> **Task statement**: All that is wanted is the span of lines from the one with "Localize the utility" to the last line of the data, copied exactly.

(Text-to-region grounding data)
§
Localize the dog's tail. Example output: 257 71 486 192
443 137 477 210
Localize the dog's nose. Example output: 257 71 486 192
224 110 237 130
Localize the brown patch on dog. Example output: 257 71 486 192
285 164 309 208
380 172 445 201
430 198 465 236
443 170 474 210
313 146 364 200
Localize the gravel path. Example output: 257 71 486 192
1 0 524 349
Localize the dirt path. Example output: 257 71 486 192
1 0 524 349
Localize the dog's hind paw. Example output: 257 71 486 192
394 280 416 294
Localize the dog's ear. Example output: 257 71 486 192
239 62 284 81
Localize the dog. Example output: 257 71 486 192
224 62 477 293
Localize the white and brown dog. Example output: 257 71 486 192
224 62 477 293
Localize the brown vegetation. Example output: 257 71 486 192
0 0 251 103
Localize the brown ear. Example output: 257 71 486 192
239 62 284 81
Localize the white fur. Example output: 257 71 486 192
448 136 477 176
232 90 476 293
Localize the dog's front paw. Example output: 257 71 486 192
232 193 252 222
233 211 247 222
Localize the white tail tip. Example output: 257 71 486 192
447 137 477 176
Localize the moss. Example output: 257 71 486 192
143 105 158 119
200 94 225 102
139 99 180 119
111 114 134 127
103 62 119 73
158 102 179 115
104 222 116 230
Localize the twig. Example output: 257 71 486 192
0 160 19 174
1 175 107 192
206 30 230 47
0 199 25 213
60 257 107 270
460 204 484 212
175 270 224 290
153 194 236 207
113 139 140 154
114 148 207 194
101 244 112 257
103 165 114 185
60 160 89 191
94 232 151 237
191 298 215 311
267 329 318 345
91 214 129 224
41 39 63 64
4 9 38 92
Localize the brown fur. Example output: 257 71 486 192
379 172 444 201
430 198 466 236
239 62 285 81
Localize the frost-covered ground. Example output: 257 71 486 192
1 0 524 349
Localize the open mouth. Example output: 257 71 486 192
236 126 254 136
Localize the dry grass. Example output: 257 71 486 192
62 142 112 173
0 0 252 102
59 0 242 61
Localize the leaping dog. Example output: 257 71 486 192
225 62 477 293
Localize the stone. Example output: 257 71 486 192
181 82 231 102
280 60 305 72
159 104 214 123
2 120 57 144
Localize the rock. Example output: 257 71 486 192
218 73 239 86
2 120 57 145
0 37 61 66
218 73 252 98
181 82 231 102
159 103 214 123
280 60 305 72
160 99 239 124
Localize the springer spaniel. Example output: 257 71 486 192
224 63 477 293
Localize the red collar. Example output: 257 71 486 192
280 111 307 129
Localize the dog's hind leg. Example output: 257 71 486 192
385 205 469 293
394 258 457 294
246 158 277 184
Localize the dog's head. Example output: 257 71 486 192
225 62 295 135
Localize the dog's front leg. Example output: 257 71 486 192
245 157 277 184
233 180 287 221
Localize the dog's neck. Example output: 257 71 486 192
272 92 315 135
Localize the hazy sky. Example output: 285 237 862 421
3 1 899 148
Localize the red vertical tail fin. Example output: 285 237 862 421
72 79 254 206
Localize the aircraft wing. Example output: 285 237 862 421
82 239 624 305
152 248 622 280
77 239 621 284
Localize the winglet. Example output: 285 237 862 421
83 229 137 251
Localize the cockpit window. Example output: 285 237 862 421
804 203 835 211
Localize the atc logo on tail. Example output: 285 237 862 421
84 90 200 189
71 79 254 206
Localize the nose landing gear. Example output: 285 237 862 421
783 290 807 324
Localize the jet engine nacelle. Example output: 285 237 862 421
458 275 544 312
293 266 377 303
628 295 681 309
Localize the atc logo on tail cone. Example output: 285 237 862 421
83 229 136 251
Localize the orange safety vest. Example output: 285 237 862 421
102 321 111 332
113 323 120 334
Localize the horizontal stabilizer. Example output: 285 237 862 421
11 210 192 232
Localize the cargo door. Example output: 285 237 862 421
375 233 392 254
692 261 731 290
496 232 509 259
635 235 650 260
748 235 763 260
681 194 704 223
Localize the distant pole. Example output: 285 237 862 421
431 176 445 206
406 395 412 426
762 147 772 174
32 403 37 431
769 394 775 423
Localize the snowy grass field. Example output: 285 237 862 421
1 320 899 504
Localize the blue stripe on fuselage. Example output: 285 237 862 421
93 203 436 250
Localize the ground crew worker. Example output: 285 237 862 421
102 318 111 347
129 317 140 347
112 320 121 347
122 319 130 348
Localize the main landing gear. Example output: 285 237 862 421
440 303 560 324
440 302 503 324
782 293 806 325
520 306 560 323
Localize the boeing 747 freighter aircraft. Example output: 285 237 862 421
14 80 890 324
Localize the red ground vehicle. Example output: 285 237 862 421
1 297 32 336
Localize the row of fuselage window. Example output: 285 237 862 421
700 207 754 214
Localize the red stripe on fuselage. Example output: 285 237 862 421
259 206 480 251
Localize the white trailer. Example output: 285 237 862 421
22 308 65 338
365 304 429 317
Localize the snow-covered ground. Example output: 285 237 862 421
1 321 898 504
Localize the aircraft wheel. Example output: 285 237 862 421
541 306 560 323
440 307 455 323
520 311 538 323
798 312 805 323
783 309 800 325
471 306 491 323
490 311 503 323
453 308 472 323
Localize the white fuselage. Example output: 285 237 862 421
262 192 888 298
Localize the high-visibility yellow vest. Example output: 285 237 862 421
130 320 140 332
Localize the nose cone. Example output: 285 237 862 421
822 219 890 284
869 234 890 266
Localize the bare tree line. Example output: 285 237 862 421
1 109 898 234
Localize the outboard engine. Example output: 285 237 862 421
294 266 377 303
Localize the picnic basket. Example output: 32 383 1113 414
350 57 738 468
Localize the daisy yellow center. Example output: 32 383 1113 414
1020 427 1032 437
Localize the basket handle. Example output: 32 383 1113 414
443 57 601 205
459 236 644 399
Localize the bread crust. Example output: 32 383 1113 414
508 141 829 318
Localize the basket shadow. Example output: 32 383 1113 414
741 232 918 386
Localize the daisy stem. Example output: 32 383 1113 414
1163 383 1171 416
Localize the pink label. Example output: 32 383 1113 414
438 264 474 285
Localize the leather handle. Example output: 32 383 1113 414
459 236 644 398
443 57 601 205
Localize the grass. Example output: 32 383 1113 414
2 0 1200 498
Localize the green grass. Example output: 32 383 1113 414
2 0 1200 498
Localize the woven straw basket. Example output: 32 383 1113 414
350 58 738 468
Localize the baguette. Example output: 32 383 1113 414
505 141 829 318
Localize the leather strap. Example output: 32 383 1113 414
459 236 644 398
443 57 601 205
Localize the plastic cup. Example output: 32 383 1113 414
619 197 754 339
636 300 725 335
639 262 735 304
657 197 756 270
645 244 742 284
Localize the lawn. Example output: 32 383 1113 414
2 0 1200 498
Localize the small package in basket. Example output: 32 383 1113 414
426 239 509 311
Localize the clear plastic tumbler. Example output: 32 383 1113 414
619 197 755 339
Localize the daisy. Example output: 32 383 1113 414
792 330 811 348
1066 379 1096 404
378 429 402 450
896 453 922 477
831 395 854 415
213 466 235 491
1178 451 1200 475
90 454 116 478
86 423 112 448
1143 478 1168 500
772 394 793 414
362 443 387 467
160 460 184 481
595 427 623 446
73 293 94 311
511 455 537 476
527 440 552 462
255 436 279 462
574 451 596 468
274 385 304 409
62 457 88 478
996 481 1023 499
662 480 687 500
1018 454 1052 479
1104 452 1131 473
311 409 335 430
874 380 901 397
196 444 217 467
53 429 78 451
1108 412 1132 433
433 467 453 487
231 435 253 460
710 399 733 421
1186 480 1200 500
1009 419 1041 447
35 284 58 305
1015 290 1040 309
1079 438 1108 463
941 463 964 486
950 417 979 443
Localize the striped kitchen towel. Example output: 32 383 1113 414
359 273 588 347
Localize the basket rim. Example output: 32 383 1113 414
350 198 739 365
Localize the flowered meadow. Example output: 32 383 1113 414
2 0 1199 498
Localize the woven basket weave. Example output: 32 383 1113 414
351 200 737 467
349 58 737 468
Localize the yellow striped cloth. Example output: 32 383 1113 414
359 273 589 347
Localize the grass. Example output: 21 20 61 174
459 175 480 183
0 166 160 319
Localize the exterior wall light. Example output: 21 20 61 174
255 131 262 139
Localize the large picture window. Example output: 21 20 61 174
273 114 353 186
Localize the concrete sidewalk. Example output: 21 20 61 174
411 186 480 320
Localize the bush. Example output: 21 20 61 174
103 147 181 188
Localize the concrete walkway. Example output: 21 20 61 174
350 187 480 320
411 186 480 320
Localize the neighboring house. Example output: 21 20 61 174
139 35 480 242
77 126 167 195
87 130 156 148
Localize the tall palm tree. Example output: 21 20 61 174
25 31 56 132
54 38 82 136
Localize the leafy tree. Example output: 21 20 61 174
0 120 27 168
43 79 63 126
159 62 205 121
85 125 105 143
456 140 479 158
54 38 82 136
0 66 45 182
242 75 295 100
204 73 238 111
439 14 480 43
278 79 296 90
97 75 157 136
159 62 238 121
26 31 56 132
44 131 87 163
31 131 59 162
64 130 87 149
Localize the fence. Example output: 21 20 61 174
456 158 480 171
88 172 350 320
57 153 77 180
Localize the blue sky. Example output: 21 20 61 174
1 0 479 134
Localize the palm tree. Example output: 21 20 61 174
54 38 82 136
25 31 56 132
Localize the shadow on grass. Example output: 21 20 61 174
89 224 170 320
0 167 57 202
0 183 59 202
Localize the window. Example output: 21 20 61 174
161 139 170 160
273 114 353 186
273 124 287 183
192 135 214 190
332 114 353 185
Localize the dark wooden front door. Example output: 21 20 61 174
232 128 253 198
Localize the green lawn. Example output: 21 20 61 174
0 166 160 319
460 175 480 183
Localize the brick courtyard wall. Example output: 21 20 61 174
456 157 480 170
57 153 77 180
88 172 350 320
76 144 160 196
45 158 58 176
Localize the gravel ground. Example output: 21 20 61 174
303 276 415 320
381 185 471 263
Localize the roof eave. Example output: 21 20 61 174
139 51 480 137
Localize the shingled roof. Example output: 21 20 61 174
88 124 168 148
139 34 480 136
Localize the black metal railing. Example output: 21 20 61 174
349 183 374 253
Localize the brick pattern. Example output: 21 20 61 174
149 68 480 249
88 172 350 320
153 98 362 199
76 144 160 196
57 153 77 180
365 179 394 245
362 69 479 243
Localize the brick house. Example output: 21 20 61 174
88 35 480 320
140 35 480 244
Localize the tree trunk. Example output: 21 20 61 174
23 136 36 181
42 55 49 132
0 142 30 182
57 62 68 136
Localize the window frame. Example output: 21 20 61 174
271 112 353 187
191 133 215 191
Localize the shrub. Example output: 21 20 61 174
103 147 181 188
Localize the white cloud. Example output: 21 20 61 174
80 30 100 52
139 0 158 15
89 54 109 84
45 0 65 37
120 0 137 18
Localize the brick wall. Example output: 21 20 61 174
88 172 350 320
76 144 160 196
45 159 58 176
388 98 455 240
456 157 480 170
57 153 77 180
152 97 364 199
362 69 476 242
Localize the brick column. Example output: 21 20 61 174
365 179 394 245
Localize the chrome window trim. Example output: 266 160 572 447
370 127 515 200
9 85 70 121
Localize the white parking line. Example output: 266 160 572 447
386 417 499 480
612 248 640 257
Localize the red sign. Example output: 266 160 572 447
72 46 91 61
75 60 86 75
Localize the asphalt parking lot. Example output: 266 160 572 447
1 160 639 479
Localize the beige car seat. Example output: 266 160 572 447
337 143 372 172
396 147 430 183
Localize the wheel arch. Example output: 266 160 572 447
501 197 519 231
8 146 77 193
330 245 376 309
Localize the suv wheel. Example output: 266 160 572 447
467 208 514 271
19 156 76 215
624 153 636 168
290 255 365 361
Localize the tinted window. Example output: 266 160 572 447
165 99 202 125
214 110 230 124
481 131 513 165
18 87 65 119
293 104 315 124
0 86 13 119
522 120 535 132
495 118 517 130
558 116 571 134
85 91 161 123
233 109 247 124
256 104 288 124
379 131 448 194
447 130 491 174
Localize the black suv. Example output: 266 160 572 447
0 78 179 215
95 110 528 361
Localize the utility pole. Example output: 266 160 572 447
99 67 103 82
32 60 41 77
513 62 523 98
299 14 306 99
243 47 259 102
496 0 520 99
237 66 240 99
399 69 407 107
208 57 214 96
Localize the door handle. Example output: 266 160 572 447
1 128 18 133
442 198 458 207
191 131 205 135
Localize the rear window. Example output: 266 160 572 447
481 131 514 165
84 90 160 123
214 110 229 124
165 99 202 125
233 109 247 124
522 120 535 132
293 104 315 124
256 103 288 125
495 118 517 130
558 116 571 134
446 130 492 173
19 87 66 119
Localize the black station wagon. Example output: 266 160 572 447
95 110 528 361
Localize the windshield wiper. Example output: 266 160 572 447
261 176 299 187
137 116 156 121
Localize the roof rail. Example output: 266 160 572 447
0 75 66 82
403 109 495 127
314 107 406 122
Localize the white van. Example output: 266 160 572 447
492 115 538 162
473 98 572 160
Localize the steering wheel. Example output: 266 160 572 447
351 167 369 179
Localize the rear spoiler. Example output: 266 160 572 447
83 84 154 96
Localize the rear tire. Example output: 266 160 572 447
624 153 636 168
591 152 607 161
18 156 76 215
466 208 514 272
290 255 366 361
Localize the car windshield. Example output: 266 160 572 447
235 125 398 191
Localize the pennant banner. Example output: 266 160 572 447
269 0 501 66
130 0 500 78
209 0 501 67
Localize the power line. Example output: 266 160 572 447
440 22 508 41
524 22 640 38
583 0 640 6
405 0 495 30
§
> **Answer to this task**:
Localize the utility pole. Example output: 266 160 572 447
99 67 103 82
32 60 41 77
513 62 523 98
299 14 306 99
243 47 259 102
496 0 520 99
237 66 240 99
399 69 407 107
208 57 214 96
Localize the door handle. Example output: 266 160 572 447
1 128 18 133
442 198 458 207
191 131 205 135
Localize the rear window. Example output: 266 160 572 447
481 131 514 165
84 90 160 123
214 110 229 124
165 99 202 125
233 109 247 124
522 120 535 132
293 104 315 124
256 103 288 125
495 118 517 130
558 116 571 134
446 130 492 173
19 87 66 119
Localize the black station wagon. Example output: 266 160 572 447
95 110 528 361
Localize the windshield wiper. Example output: 266 160 572 447
261 176 299 187
137 116 156 121
Localize the roof rail. Example output: 266 160 572 447
0 75 66 82
403 109 495 127
314 107 406 122
Localize the white van. Example output: 266 160 572 447
492 115 538 162
473 98 572 160
Localize the steering wheel. Example output: 266 160 572 447
351 167 369 179
Localize the rear spoiler. Example output: 266 160 572 447
83 84 154 96
Localize the rear tire. Example output: 266 160 572 447
624 153 636 168
591 152 607 161
18 156 76 215
466 208 514 272
290 255 366 361
Localize the car windshield. Example output: 266 160 572 447
235 125 398 191
Localize the pennant banner. Example output: 266 160 572 447
269 0 501 66
130 0 500 78
209 0 501 67
Localize the power line. Example output: 266 160 572 447
440 22 508 41
524 22 640 38
583 0 640 6
405 0 495 30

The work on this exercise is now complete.